▶ _EXERCISE DESCRIPTION_: Please give again, word for word, the line that contains "[mark] the bare" and every line after it to the end of the data, with no other lines.

▶ _Records excerpted from a collection_:
= = =
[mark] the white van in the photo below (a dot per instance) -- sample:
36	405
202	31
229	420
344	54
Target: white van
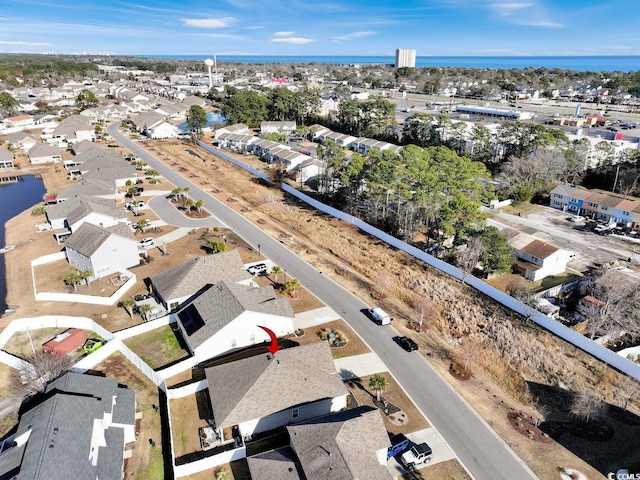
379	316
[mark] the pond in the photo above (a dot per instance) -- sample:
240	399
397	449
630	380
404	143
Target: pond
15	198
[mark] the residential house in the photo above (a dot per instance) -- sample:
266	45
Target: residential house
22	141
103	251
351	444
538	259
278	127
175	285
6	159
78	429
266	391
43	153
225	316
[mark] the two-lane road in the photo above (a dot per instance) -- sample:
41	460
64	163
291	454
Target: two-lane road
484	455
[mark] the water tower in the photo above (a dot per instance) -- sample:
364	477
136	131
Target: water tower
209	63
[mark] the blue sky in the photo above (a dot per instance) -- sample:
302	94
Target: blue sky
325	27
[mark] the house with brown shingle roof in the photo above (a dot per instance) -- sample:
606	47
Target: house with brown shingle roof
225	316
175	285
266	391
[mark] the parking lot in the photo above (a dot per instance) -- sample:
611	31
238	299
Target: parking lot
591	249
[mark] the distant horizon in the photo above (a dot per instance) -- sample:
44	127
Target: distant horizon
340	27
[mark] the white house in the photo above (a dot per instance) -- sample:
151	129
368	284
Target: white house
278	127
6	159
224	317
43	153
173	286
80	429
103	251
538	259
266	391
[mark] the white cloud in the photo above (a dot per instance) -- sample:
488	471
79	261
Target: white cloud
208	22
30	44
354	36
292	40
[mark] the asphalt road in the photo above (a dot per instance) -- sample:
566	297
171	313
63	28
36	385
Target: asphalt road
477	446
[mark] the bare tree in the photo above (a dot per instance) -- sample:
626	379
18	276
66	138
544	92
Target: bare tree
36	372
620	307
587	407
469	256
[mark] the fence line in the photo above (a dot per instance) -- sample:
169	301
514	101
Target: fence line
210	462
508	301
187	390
= = =
▶ _EXERCISE OUTPUT_:
[mark] the bare tree in the photo above (a dot per instance) -- sample:
626	379
18	276
66	138
544	92
Target: bare tree
36	372
620	307
587	407
469	256
[mark] the fence line in the photo above (a dot per instance) -- sample:
169	301
514	101
Target: fence line
210	462
508	301
187	390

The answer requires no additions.